# WORK TO COMPLETE
1. Retype the part of the Lemma 2.4 text starting at "Checking the proof" and ending at "and (1.1) holds.".
2. In the Lemma 2.4 text, why do $f(z)$ and $\Delta_{\eta}^{n} f(z)$ share $a_1$ "CM"? Answer in one to three sentences.

___ GIVEN TEXT

Checking the proof of Lemma 2.3 carefully, we can see that all the conclusions of it still hold when 2 “CM” is replaced with 2 IM.

### Lemma 2.4

Let $$f(z)$$be a nonconstant entire function of finite order, and let $$a_{1}$$, $$a_{2}$$be two distinct finite complex constants. If $$f(z)$$and $$\Delta _{\eta }^{n}f(z)$$share $$a_{1}$$and $$a_{2}$$IM and (1.1) holds, then $$f(z)$$and $$\Delta _{\eta }^{n}f(z)$$share $$a_{1}$$and $$a_{2}$$“CM”.

### Proof

It is easy to find that $$f(z)$$ and $$\Delta _{\eta }^{n} f(z)$$ share $$a_{1}$$ “CM”, since $$f(z)$$ and $$\Delta _{\eta }^{n} f(z)$$ share the value $$a_{1}$$ IM and (1.1) holds.

From the second fundamental theorem and (1.1), we have

\begin{aligned} T(r,f)\leq{}&\overline{N} \biggl(r, \frac{1}{f-a_{1}} \biggr)+ \overline{N} \biggl(r,\frac{1}{f-a_{2}} \biggr)+S(r,f) \\ ={}&\overline{N} \biggl(r,\frac{1}{f-a_{2}} \biggr)+S(r,f). \end{aligned}
(2.6)

Let $$k=1$$. Then (ii) in Lemma 2.2 can be rewritten as

\begin{aligned} \overline{N} \biggl(r, \frac{1}{f-a_{2}} \biggr)\leq \frac{1}{2} \overline{N}_{1)} \biggl(r,\frac{1}{f-a_{2}} \biggr)+\frac{1}{2}T (r,f )+O(1). \end{aligned}
(2.7)

(2.6) and (2.7) give

\begin{aligned} T (r,f )\leq \overline{N}_{1)} \biggl(r, \frac{1}{f-a_{2}} \biggr)+S(r,f). \end{aligned}

And due to

$$\overline{N}_{1)} \biggl(r,\frac{1}{f-a_{2}} \biggr)\leq \overline{N} \biggl(r,\frac{1}{f-a_{2}} \biggr)\leq T (r,f )+S(r,f),$$

the above inequality implies

\begin{aligned} T(r,f)=\overline{N}_{1)} \biggl(r,\frac{1}{f-a_{2}} \biggr)+S(r,f)= \overline{N} \biggl(r, \frac{1}{f-a_{2}} \biggr)+S(r,f), \end{aligned}
(2.8)

and thus

\begin{aligned} \overline{N}_{(2} \biggl(r, \frac{1}{f-a_{2}} \biggr)=S(r,f). \end{aligned}

Similarly, the following equality holds:

\begin{aligned} T \bigl(r,\Delta _{\eta }^{n}f \bigr)=\overline{N}_{1)} \biggl(r, \frac{1}{\Delta _{\eta }^{n}f-a_{2}} \biggr)+S\bigl(r, \Delta _{\eta }^{n}f\bigr) = \overline{N} \biggl(r, \frac{1}{\Delta _{\eta }^{n}f-a_{2}} \biggr)+S\bigl(r, \Delta _{\eta }^{n}f\bigr). \end{aligned}

Then, by (i) in Lemma 2.3, we can derive that

\begin{aligned} T (r,f )={}&\overline{N}_{1)} \biggl(r, \frac{1}{\Delta _{\eta }^{n}f-a_{2}} \biggr)+S(r,f) =\overline{N} \biggl(r, \frac{1}{\Delta _{\eta }^{n}f-a_{2}} \biggr)+S(r,f), \end{aligned}
(2.9)

______
___ INFORMATION SHOWN

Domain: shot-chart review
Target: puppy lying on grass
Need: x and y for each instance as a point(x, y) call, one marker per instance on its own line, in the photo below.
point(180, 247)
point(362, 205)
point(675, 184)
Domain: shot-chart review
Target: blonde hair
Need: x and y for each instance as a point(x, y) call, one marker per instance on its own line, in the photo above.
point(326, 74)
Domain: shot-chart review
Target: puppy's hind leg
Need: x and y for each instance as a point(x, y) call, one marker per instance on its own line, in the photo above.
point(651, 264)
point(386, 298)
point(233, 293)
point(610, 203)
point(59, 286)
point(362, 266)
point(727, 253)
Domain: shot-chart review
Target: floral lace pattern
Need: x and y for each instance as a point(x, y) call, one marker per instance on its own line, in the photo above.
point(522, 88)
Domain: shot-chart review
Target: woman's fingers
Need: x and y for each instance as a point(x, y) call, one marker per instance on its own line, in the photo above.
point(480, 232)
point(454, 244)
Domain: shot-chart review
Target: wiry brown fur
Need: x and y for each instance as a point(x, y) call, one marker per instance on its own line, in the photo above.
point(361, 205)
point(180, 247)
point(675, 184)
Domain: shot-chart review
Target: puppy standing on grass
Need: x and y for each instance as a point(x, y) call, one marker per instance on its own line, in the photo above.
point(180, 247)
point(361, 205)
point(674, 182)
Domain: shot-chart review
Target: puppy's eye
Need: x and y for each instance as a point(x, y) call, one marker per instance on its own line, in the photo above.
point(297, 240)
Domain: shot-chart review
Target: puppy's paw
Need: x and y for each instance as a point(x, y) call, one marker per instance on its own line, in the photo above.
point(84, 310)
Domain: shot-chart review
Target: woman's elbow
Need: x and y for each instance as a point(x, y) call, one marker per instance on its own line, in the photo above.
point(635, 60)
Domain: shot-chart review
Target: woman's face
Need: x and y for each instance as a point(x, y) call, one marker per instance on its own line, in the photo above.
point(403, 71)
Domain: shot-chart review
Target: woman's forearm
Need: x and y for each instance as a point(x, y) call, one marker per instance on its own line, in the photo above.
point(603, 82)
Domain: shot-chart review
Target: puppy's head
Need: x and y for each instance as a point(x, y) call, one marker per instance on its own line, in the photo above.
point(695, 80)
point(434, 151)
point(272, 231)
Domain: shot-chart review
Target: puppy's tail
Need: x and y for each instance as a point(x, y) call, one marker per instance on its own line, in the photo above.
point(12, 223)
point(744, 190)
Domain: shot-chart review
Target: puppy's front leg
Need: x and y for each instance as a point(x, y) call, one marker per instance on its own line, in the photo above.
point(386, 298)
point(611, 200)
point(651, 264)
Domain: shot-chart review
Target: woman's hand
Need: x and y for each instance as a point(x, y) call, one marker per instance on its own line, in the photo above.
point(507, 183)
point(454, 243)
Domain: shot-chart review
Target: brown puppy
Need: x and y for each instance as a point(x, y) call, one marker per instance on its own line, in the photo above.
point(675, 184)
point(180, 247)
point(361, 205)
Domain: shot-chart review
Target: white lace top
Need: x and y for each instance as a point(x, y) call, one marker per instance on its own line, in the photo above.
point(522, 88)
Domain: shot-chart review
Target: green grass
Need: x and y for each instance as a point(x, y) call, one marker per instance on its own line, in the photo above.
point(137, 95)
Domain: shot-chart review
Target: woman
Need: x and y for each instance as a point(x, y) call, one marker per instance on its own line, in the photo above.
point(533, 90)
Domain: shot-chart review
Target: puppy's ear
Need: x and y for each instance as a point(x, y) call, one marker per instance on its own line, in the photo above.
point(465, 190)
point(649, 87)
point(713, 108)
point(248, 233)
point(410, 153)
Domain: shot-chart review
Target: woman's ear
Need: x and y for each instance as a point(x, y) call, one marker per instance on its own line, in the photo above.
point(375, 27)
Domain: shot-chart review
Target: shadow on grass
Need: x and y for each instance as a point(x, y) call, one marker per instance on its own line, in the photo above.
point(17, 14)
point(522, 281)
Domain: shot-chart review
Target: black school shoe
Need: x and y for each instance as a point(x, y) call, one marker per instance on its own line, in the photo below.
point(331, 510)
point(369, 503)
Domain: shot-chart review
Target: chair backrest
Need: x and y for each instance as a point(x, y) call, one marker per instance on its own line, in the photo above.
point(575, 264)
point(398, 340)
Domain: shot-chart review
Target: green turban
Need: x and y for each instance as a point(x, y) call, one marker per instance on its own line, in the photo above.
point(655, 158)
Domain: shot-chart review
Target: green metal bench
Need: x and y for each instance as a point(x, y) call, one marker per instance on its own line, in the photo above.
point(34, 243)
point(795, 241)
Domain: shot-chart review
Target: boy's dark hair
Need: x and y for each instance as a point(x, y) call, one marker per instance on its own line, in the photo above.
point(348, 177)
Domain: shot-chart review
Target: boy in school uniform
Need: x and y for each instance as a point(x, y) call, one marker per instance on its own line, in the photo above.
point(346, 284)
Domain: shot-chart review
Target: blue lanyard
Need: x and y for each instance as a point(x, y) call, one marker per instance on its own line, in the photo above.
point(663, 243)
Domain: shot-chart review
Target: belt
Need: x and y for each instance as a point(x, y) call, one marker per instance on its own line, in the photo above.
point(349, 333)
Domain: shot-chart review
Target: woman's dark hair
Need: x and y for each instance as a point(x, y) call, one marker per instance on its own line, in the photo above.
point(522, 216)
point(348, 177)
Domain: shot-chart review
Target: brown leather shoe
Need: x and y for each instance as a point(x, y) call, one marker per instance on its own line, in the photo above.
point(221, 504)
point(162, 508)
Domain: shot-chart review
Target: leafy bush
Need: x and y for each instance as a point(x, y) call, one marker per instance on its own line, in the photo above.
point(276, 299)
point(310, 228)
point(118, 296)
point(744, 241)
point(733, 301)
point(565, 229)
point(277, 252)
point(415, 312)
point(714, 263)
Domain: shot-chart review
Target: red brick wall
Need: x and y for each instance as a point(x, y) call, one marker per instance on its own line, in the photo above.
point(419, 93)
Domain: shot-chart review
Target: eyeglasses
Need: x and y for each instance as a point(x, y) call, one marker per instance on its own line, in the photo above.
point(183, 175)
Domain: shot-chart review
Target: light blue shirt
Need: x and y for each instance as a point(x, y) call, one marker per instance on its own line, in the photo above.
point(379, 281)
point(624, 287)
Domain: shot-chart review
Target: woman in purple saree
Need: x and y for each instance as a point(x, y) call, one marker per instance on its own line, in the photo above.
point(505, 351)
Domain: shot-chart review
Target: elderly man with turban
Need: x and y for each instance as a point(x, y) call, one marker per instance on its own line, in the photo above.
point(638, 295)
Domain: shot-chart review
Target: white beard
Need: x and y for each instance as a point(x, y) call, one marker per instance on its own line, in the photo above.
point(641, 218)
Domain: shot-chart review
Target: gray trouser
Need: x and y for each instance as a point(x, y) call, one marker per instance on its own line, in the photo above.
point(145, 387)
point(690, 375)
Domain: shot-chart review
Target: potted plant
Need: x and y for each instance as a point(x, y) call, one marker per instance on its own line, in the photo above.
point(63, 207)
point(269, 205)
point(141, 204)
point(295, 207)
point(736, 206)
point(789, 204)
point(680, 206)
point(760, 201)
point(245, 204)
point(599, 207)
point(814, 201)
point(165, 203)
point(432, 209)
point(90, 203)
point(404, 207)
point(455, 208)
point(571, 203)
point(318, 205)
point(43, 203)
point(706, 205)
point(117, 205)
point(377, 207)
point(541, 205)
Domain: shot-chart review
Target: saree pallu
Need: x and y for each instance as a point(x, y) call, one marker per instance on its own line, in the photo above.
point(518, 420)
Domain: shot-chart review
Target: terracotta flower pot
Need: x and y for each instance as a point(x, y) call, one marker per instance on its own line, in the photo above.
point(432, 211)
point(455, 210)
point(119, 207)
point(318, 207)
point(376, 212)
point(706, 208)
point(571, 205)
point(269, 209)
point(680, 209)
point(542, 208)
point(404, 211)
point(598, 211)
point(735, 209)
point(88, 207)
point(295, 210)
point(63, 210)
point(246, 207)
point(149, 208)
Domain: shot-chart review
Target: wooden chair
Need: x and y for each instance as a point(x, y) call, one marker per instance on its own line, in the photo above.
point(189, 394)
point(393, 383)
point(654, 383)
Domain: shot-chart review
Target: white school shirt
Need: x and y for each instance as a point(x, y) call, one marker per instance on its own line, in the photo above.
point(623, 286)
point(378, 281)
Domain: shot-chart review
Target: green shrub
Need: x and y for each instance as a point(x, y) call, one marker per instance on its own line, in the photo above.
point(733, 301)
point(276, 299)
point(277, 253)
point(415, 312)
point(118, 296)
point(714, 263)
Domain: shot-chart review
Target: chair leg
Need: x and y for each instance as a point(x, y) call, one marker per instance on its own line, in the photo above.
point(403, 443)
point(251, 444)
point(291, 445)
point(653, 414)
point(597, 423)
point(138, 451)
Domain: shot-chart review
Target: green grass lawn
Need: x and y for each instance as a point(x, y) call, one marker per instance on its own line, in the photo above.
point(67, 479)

______

# REPLIES
1.
Checking the proof of Lemma 2.3 carefully, we can see that all the conclusions of it still hold when 2 “CM” is replaced with 2 IM.

### Lemma 2.4

Let $$f(z)$$be a nonconstant entire function of finite order, and let $$a_{1}$$, $$a_{2}$$be two distinct finite complex constants. If $$f(z)$$and $$\Delta _{\eta }^{n}f(z)$$share $$a_{1}$$and $$a_{2}$$IM and (1.1) holds, then $$f(z)$$and $$\Delta _{\eta }^{n}f(z)$$share $$a_{1}$$and $$a_{2}$$“CM”.

### Proof

It is easy to find that $$f(z)$$ and $$\Delta _{\eta }^{n} f(z)$$ share $$a_{1}$$ “CM”, since $$f(z)$$ and $$\Delta _{\eta }^{n} f(z)$$ share the value $$a_{1}$$ IM and (1.1) holds.

2. They share $a_1$ "CM" because $f(z)$ and $\Delta_{\eta}^{n} f(z)$ share the value $a_1$ IM and condition (1.1) holds.